Saved data entries
○ ○ ○

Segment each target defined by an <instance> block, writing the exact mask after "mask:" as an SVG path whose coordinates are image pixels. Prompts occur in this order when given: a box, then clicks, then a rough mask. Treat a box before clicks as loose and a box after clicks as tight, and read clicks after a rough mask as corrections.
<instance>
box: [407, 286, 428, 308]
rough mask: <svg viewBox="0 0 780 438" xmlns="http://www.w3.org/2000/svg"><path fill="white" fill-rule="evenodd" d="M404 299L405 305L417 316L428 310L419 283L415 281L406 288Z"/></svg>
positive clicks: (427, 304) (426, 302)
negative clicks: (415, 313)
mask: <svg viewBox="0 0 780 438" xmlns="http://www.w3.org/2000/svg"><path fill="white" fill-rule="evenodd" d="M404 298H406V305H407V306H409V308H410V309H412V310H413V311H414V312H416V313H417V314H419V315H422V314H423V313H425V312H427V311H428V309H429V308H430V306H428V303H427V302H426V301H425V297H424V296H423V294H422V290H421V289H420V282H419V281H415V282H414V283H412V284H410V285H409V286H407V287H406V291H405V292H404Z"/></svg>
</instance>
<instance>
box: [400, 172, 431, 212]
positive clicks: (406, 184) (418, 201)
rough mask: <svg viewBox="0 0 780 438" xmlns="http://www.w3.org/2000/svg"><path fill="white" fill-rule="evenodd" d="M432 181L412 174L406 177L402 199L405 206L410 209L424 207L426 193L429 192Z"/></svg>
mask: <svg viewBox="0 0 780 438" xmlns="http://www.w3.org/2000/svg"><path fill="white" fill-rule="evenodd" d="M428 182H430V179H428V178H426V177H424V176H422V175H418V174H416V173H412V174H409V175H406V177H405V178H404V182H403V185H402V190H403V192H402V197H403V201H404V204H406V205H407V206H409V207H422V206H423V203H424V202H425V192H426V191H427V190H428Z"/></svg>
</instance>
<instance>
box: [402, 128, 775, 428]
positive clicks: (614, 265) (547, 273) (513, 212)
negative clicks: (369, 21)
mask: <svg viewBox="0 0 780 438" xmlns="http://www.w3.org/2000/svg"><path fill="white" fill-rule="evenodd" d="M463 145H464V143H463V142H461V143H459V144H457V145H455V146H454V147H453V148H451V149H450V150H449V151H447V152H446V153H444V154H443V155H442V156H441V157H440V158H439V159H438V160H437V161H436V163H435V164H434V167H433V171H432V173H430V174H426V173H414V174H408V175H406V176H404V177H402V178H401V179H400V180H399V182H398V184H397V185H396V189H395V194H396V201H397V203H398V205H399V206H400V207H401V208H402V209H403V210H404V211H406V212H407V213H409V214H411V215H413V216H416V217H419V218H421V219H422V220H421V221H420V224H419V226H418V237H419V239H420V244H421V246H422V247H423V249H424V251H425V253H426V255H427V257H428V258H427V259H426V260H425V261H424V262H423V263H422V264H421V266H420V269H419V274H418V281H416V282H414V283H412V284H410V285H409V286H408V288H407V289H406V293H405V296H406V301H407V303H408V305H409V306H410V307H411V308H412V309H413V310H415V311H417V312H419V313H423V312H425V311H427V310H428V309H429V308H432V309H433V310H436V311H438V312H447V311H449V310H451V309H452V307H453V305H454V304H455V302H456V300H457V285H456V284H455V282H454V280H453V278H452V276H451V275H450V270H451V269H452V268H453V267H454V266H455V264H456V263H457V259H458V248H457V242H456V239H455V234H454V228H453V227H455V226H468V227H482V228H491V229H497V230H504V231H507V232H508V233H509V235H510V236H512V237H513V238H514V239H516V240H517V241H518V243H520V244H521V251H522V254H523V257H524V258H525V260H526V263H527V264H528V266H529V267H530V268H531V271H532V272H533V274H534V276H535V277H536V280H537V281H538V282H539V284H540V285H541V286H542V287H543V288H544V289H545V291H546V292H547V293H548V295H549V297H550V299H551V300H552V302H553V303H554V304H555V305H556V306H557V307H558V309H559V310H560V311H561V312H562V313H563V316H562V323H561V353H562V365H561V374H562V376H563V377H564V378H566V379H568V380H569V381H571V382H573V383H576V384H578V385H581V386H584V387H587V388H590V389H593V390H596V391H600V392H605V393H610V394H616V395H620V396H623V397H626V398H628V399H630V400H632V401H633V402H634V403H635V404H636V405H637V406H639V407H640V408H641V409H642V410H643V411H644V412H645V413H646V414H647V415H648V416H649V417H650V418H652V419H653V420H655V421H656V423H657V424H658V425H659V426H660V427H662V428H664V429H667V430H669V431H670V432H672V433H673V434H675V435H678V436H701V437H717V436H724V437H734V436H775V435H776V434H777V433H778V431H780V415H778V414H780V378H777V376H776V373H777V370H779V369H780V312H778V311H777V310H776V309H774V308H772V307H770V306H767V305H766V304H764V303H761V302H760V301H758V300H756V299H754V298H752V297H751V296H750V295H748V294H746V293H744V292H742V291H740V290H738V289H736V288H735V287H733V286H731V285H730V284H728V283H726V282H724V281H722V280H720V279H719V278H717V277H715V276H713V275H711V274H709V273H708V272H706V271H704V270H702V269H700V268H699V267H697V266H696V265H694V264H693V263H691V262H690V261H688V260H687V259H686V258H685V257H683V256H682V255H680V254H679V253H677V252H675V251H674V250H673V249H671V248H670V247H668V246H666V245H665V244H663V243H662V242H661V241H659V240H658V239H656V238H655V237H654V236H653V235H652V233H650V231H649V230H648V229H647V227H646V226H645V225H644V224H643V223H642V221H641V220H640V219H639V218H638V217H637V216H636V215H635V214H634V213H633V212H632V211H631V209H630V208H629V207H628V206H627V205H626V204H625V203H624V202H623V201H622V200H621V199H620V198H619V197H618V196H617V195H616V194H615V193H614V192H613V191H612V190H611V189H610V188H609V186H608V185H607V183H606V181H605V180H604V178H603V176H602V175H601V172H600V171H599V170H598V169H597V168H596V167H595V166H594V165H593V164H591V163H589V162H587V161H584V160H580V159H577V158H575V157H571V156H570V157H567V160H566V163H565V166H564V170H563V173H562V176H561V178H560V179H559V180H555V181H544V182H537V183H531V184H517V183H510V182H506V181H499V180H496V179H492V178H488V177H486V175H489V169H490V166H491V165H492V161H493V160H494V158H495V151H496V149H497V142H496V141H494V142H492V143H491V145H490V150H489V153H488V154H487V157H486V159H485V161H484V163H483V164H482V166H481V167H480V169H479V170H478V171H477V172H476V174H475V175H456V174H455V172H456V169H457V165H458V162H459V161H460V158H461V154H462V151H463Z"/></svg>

○ ○ ○

→ TASK PROMPT
Return each entry exactly. Leave none out.

→ ANSWER SPACE
Segment each target defined by an <instance> block, writing the exact mask after "mask:" as an SVG path whose coordinates are image pixels. Prompts occur in this order when given: a box, then clicks, then a rough mask. Treat a box before clicks as loose and a box after clicks as tight, and read clicks after a rough mask as corrections.
<instance>
box: [407, 286, 428, 308]
rough mask: <svg viewBox="0 0 780 438" xmlns="http://www.w3.org/2000/svg"><path fill="white" fill-rule="evenodd" d="M404 299L405 305L417 316L428 310L419 283L415 281L406 288Z"/></svg>
positive clicks: (427, 304) (426, 302)
negative clicks: (415, 313)
mask: <svg viewBox="0 0 780 438" xmlns="http://www.w3.org/2000/svg"><path fill="white" fill-rule="evenodd" d="M404 298H406V305H407V306H409V308H410V309H412V310H413V311H414V312H416V313H417V314H419V315H422V314H423V313H425V312H427V311H428V309H429V308H430V306H428V303H427V302H426V301H425V297H424V296H423V294H422V290H421V289H420V282H419V281H415V282H414V283H412V284H410V285H409V286H407V287H406V291H405V292H404Z"/></svg>
</instance>
<instance>
box: [400, 172, 431, 212]
positive clicks: (406, 184) (418, 201)
rough mask: <svg viewBox="0 0 780 438" xmlns="http://www.w3.org/2000/svg"><path fill="white" fill-rule="evenodd" d="M432 181L412 174L406 177L402 199L405 206L410 209L424 207L426 193L429 192Z"/></svg>
mask: <svg viewBox="0 0 780 438" xmlns="http://www.w3.org/2000/svg"><path fill="white" fill-rule="evenodd" d="M428 182H430V179H428V178H426V177H424V176H422V175H418V174H416V173H412V174H409V175H406V177H405V178H404V182H403V185H402V190H403V192H402V197H403V201H404V204H406V205H407V206H409V207H422V206H423V203H424V202H425V192H426V191H427V190H428Z"/></svg>
</instance>
<instance>
box: [402, 128, 775, 428]
positive clicks: (614, 265) (547, 273) (513, 212)
negative clicks: (369, 21)
mask: <svg viewBox="0 0 780 438" xmlns="http://www.w3.org/2000/svg"><path fill="white" fill-rule="evenodd" d="M463 145H464V143H463V142H461V143H459V144H457V145H455V146H454V147H453V148H451V149H450V150H449V151H447V152H446V153H444V154H443V155H442V156H441V157H440V158H439V159H438V160H437V161H436V163H435V164H434V167H433V171H432V173H430V174H426V173H414V174H408V175H406V176H404V177H402V178H401V179H400V180H399V182H398V184H397V185H396V189H395V194H396V201H397V203H398V205H399V206H400V207H401V208H402V209H403V210H404V211H406V212H407V213H409V214H411V215H413V216H416V217H419V218H421V219H422V220H421V221H420V224H419V226H418V237H419V239H420V244H421V246H422V247H423V249H424V251H425V253H426V255H427V257H428V258H427V259H426V260H425V261H424V262H423V263H422V264H421V266H420V269H419V274H418V281H416V282H414V283H412V284H410V285H409V286H408V288H407V289H406V293H405V296H406V301H407V303H408V305H409V306H410V307H411V308H412V309H413V310H415V311H417V312H419V313H423V312H425V311H427V310H428V309H429V308H432V309H433V310H436V311H438V312H447V311H449V310H451V309H452V307H453V305H454V304H455V302H456V300H457V285H456V284H455V282H454V280H453V278H452V276H451V275H450V270H451V269H452V268H453V267H454V266H455V264H456V263H457V259H458V248H457V242H456V239H455V234H454V228H453V227H455V226H468V227H482V228H491V229H497V230H504V231H507V232H508V233H509V235H510V236H512V237H513V238H514V239H516V240H517V241H518V243H520V244H521V251H522V254H523V257H524V258H525V260H526V263H527V264H528V266H529V267H530V268H531V271H532V272H533V274H534V276H535V277H536V280H537V281H538V282H539V284H540V285H541V286H542V287H543V288H544V289H545V291H546V292H547V293H548V295H549V297H550V299H551V300H552V302H553V303H554V304H555V305H556V306H557V307H558V309H559V310H560V311H561V312H562V313H563V316H562V323H561V353H562V365H561V374H562V376H563V377H564V378H566V379H568V380H569V381H571V382H573V383H576V384H578V385H581V386H584V387H587V388H590V389H593V390H596V391H600V392H605V393H610V394H616V395H620V396H623V397H626V398H628V399H630V400H632V401H633V402H634V403H635V404H636V405H637V406H639V407H640V408H641V409H642V410H643V411H644V412H645V413H646V414H647V415H648V416H649V417H650V418H652V419H653V420H655V421H656V423H657V424H658V425H659V426H660V427H662V428H664V429H667V430H669V431H670V432H672V433H673V434H675V435H678V436H701V437H717V436H724V437H734V436H775V435H776V434H777V433H778V431H780V415H778V414H780V378H777V376H776V373H777V370H779V369H780V312H778V311H777V310H776V309H774V308H772V307H770V306H767V305H766V304H764V303H761V302H760V301H758V300H756V299H754V298H752V297H751V296H750V295H748V294H746V293H744V292H742V291H740V290H738V289H736V288H735V287H733V286H731V285H730V284H728V283H726V282H724V281H722V280H720V279H719V278H717V277H715V276H713V275H711V274H709V273H708V272H706V271H704V270H702V269H700V268H699V267H697V266H696V265H694V264H693V263H691V262H690V261H688V260H687V259H686V258H685V257H683V256H682V255H680V254H679V253H677V252H675V251H674V250H673V249H671V248H670V247H668V246H666V245H665V244H663V243H662V242H661V241H659V240H658V239H656V238H655V237H654V236H653V235H652V233H650V231H649V230H648V229H647V227H646V226H645V225H644V224H643V223H642V221H641V220H640V219H639V218H638V217H637V216H636V215H635V214H634V213H633V212H632V211H631V209H630V208H629V207H628V206H627V205H626V204H625V203H624V202H623V201H622V200H621V199H620V198H619V197H618V196H617V195H616V194H615V193H614V192H613V191H612V190H611V189H610V188H609V186H608V185H607V183H606V181H605V180H604V178H603V176H602V175H601V172H600V171H599V170H598V169H597V168H596V167H595V166H594V165H593V164H591V163H589V162H587V161H584V160H580V159H577V158H575V157H571V156H570V157H567V160H566V163H565V166H564V170H563V173H562V176H561V178H560V179H559V180H555V181H544V182H537V183H531V184H517V183H510V182H506V181H499V180H496V179H492V178H488V177H486V175H489V169H490V166H491V165H492V161H493V160H494V158H495V151H496V149H497V142H496V141H494V142H492V143H491V145H490V150H489V153H488V154H487V157H486V159H485V161H484V163H483V164H482V166H481V167H480V169H479V170H478V171H477V172H476V174H475V175H456V174H455V172H456V169H457V165H458V162H459V161H460V158H461V154H462V151H463Z"/></svg>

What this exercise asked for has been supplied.